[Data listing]

— start —

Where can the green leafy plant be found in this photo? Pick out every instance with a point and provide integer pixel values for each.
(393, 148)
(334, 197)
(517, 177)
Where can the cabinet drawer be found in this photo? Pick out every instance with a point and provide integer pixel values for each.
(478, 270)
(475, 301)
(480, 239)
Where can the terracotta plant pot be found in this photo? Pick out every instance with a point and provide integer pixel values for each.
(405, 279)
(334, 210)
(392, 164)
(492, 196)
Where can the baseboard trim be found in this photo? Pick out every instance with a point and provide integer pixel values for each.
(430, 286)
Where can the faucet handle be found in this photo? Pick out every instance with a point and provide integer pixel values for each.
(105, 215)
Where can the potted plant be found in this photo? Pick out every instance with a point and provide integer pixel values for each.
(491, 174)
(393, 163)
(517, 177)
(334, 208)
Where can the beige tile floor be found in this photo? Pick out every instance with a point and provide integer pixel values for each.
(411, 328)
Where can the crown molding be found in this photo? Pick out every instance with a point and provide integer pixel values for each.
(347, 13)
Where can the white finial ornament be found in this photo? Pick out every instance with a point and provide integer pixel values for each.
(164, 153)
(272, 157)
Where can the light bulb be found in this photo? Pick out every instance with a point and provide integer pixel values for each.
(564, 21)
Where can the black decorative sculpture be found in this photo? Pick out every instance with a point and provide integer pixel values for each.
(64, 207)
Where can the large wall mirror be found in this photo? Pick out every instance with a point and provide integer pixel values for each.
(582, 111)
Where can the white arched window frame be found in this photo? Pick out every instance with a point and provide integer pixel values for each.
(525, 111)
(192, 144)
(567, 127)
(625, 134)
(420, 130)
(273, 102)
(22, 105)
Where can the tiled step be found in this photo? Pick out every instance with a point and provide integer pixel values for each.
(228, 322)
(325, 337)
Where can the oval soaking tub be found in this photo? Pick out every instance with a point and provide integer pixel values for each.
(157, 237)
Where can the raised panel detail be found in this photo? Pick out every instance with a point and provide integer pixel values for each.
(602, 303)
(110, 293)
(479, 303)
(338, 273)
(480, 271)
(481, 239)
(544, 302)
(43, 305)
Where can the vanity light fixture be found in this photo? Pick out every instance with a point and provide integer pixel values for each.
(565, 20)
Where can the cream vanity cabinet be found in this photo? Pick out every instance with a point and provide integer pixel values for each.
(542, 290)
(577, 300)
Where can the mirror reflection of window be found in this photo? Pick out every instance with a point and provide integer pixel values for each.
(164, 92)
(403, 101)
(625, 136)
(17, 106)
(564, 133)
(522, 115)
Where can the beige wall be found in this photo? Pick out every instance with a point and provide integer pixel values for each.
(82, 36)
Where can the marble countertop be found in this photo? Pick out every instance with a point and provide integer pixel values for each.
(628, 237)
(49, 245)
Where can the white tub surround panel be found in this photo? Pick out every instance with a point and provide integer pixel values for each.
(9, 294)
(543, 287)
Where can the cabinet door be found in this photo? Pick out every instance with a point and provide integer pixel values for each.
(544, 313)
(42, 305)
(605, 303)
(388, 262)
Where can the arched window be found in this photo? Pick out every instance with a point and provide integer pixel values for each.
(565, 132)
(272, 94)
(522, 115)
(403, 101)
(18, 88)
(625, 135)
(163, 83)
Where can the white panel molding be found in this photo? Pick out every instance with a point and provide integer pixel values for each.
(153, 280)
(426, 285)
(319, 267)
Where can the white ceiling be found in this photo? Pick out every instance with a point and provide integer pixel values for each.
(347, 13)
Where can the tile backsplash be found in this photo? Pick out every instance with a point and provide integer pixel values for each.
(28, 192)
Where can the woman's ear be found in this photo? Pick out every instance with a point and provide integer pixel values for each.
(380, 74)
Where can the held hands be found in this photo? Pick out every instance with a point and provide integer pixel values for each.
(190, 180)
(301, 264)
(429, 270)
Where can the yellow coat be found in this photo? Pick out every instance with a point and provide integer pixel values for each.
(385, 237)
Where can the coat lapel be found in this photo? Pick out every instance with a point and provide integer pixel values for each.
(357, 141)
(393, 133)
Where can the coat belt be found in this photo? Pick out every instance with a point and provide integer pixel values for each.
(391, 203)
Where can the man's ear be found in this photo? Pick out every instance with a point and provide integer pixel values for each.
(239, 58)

— end —

## PROBLEM REQUIREMENTS
The whole listing above needs to be written out again exactly.

## TASK SOLUTION
Where can the green leafy plant be found in this photo? Pick out every instance with a point and provide integer pixel values for each.
(393, 148)
(334, 197)
(517, 177)
Where can the cabinet drawer be found in this photo? Pick out every instance with a point and provide integer pixel values for each.
(478, 270)
(475, 301)
(480, 239)
Where can the terracotta plant pot be found in this photo? Pick out every instance with a point and provide integer pixel values for each.
(405, 279)
(334, 210)
(392, 164)
(492, 196)
Where can the baseboard trim be found in this photo? Pick out every instance with a point and provide integer pixel values for each.
(430, 286)
Where can the faucet handle be found in this photo? Pick out every instance with a point and provide integer pixel values for each.
(105, 215)
Where can the potted plant be found in this photo? Pick out every instance with a point and provide integer pixel values for each.
(491, 174)
(393, 163)
(517, 177)
(334, 208)
Where can the beige tile floor be found in this photo? Pick out every instance with a point and provide integer pixel values for each.
(411, 328)
Where can the crown molding be found in this photo? Pick out every instance with a point and provide integer pixel values for each.
(347, 13)
Where can the white finial ornament be found in this photo? Pick out every instance with a point and provide integer pixel values for each.
(164, 153)
(272, 157)
Where can the light bulb be found in this photo? Pick out every instance with a point and provide integer pixel values for each.
(564, 21)
Where can the black decorative sculpture be found in this photo? Pick out every instance with a point and provide integer pixel values for each.
(64, 207)
Where can the large wall mirror be found in this photo? Pick out every instance with a point and provide integer pixel values for each.
(582, 111)
Where can the white arched window frame be found in this photo? Pick out every instance with a point and provide integer pixel values for each.
(525, 111)
(192, 144)
(567, 127)
(625, 134)
(420, 130)
(273, 102)
(22, 105)
Where can the tiled step be found in this photo? Pick out every instance with a point and provide integer pixel values for each.
(228, 322)
(325, 337)
Where can the oval soaking tub be found in this photo? Pick out every instance with a point and provide integer pixel values for each.
(157, 237)
Where can the raised panel detail be found in this photo? Pick out every instance with a point and provide integer pixel values for each.
(602, 303)
(110, 293)
(479, 303)
(338, 273)
(480, 271)
(481, 239)
(544, 302)
(43, 305)
Where can the vanity light fixture be found in this photo? Pick out every instance with a point and provide integer pixel values for each.
(565, 20)
Where can the cream vanity cabinet be found in this photo? Pick out every instance with a point and provide integer pixel values for each.
(542, 290)
(577, 300)
Where can the mirror reflection of window be found in this photo? Pick out every instance with a point and provide integer pixel values for each.
(164, 92)
(403, 101)
(625, 136)
(17, 106)
(564, 133)
(522, 115)
Where can the beige wall be found in this photo? Pick out every instance with a point and provide integer pixel values for each.
(82, 36)
Where can the marble countertop be found in this photo? Pick out every instance with a point and provide integer pixel values for each.
(628, 237)
(49, 245)
Where can the white tub surround panel be found in this photo? Pick out every instance with a point and provide integer pixel values for each.
(9, 294)
(543, 287)
Where can the cabinet door be found in this photo? Pick out every instance with a point and provide integer pixel values for each.
(544, 313)
(42, 305)
(605, 303)
(388, 262)
Where can the arched window be found in this photo? Pick out every instance with a point and provide integer pixel values for each.
(565, 132)
(272, 94)
(522, 115)
(403, 101)
(18, 88)
(625, 135)
(163, 83)
Where can the white panel molding be found in this photo? Pick out every instance with a point and provide integer pixel values for each.
(153, 280)
(426, 285)
(319, 267)
Where can the white ceiling be found in this photo? Pick out every instance with a point and provide integer pixel values for each.
(347, 13)
Where can the tile backsplash be found in this photo? Pick out every instance with a point and provide integer pixel values for each.
(28, 192)
Where can the woman's ear be found in this photo? Pick out every instance with a point and provide integer pixel values for each.
(380, 74)
Where can the held hands be found in this photo? Pick out every instance with a point and provide integer pixel values for each.
(190, 180)
(301, 264)
(429, 270)
Where can the yellow coat be found in this photo? Pick out every instance with a point and provide integer pixel values for each.
(385, 237)
Where can the coat lapel be found in this photo? Pick out every instance with a point and provide integer pixel values for each.
(357, 141)
(393, 133)
Where can the coat belt be found in this photo? Pick out every instance with a point and provide integer pixel values for each.
(391, 203)
Where can the man's ear be found in this photo? Pick out every instance with a point and provide integer pixel values for each.
(239, 58)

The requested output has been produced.